--- BEGIN ---
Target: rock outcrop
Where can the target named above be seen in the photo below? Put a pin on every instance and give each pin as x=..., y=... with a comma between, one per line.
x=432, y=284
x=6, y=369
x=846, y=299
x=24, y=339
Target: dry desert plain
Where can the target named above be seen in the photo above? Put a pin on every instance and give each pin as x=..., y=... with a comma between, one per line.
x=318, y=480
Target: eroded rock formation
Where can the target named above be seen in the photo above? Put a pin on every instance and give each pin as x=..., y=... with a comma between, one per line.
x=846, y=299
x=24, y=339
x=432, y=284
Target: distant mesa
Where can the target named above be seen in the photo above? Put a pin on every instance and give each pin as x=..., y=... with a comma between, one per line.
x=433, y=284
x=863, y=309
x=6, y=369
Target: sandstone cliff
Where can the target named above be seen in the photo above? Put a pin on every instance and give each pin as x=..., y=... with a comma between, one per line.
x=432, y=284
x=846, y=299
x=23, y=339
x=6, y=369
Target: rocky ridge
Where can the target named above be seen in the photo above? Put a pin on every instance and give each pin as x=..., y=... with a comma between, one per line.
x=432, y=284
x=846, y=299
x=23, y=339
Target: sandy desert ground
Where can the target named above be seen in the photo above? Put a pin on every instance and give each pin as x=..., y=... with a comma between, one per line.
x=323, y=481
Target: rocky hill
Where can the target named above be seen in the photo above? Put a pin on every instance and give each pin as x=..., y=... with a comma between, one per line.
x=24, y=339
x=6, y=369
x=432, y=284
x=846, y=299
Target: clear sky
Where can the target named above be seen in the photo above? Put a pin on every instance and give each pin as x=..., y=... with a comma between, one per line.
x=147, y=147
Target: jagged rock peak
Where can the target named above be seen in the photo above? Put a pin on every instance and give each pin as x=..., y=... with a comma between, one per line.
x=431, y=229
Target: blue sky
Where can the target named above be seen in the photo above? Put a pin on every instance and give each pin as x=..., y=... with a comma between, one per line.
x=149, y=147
--- END ---
--- BEGIN ---
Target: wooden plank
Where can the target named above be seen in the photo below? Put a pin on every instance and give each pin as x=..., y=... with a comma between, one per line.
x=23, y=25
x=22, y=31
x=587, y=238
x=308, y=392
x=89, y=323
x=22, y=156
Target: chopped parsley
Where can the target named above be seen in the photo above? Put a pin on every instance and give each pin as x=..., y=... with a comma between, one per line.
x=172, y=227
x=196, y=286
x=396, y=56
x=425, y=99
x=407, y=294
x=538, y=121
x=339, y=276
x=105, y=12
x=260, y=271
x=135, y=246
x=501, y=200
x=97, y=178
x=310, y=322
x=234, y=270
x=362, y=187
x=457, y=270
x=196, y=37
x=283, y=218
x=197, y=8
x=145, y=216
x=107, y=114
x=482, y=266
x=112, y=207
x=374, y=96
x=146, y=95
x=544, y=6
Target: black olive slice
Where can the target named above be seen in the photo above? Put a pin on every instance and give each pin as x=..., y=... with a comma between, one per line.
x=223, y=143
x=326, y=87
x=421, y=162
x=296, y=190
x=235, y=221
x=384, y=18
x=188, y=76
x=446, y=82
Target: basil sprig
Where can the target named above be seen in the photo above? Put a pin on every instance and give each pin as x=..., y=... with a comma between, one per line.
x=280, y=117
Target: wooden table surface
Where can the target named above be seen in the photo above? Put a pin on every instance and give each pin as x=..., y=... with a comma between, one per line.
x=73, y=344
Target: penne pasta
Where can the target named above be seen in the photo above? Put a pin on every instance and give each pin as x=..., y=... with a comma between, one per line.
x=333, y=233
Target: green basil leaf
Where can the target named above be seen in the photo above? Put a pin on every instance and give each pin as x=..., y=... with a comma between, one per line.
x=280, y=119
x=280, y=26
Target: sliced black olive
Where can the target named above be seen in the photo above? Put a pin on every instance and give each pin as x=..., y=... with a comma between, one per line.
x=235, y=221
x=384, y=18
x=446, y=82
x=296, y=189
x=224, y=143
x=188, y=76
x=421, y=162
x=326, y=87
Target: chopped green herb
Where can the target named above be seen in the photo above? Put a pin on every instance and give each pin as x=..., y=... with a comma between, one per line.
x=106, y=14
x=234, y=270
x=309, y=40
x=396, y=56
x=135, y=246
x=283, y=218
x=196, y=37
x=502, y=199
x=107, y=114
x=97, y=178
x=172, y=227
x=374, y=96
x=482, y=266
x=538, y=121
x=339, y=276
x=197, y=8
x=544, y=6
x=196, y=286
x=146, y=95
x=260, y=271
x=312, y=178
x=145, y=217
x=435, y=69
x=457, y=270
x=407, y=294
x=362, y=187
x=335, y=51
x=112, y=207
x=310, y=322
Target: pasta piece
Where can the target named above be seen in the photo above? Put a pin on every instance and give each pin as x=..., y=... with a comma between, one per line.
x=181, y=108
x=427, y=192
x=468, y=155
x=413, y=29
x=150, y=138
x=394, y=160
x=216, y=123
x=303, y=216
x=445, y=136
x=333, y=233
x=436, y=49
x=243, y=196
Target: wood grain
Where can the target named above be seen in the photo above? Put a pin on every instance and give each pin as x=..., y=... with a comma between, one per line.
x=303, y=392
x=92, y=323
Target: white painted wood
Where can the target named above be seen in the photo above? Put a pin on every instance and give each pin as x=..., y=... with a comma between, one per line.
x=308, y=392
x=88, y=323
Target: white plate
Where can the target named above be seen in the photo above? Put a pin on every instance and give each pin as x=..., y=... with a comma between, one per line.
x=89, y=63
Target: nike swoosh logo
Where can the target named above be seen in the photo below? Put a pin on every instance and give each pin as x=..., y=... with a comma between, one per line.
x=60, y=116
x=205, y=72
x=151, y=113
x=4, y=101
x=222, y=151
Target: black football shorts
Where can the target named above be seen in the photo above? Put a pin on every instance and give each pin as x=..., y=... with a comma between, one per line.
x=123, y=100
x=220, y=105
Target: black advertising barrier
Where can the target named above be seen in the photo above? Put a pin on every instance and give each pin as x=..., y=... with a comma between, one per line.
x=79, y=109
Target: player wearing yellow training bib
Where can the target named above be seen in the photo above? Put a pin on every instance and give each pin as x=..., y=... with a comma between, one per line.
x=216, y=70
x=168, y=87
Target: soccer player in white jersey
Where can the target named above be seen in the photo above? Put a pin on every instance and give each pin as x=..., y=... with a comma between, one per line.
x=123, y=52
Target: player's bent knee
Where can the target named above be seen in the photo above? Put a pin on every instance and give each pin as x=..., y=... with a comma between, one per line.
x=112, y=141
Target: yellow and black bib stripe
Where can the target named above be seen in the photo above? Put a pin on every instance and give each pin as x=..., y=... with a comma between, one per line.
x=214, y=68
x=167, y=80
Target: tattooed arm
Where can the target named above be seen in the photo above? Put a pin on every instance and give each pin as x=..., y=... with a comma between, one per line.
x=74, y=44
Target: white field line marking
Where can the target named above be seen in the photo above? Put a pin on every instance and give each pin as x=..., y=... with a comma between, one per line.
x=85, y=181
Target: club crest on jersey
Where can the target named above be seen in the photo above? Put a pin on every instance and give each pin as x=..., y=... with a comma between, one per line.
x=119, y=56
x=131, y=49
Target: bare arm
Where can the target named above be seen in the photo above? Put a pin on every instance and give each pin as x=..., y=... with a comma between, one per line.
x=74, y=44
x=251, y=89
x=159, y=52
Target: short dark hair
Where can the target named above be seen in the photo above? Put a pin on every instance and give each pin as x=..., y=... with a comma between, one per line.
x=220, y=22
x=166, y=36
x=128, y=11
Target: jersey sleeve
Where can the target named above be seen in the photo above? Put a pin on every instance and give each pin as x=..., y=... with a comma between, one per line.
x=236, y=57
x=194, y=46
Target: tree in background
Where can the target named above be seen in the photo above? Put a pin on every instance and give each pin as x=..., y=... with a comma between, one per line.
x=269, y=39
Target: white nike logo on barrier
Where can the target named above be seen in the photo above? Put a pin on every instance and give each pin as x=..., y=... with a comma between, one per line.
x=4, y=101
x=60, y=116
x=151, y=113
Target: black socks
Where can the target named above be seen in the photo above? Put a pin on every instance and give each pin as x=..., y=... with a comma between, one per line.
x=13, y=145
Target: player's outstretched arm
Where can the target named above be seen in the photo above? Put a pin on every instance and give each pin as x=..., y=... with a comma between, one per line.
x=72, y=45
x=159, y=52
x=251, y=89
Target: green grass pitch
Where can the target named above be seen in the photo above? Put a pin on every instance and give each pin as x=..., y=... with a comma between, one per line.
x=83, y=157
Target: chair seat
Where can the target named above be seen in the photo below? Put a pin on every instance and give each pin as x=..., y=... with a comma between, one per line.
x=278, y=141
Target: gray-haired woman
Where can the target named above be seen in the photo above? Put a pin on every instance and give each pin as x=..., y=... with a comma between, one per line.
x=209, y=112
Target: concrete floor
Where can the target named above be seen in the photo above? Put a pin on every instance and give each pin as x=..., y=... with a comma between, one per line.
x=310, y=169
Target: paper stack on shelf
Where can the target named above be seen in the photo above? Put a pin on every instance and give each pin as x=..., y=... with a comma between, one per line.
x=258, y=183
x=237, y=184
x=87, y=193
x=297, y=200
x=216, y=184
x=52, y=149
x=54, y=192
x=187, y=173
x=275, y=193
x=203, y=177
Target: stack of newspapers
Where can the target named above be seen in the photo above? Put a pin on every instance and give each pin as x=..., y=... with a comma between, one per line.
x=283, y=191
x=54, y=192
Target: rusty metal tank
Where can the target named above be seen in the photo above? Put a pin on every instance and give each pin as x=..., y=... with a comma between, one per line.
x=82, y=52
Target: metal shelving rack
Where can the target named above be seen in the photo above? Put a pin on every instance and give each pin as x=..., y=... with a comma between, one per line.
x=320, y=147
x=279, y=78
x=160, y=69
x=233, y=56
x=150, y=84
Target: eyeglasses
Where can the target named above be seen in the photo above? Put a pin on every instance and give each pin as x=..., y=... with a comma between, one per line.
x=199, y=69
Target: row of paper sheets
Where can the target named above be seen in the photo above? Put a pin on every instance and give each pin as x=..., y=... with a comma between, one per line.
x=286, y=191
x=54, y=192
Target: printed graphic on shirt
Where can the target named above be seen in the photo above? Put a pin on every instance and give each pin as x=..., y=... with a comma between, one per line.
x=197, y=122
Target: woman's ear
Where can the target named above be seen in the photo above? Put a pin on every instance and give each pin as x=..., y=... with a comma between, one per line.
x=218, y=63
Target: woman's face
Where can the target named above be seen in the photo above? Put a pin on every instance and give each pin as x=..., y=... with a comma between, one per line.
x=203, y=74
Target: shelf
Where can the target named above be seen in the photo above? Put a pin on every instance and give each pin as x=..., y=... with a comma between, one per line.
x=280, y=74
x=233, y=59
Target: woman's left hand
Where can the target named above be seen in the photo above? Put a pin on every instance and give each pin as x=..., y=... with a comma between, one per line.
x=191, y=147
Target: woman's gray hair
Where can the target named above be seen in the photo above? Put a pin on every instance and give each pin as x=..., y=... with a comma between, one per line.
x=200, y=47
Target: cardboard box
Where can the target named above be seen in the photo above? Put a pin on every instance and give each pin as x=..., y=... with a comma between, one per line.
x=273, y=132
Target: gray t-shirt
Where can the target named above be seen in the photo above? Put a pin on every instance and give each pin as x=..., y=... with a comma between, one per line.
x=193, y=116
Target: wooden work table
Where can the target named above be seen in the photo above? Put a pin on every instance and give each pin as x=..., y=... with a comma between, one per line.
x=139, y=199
--- END ---
▶ [Work to be completed] Copy out the entries between the line holding "Target: wooden work table" and the line holding "x=139, y=199", inclusive, with no changes.

▶ [Task output]
Target: wooden work table
Where can the target named above be seen in the photo above? Put a pin on every instance and give each pin as x=..., y=... with a comma between, one per line.
x=139, y=199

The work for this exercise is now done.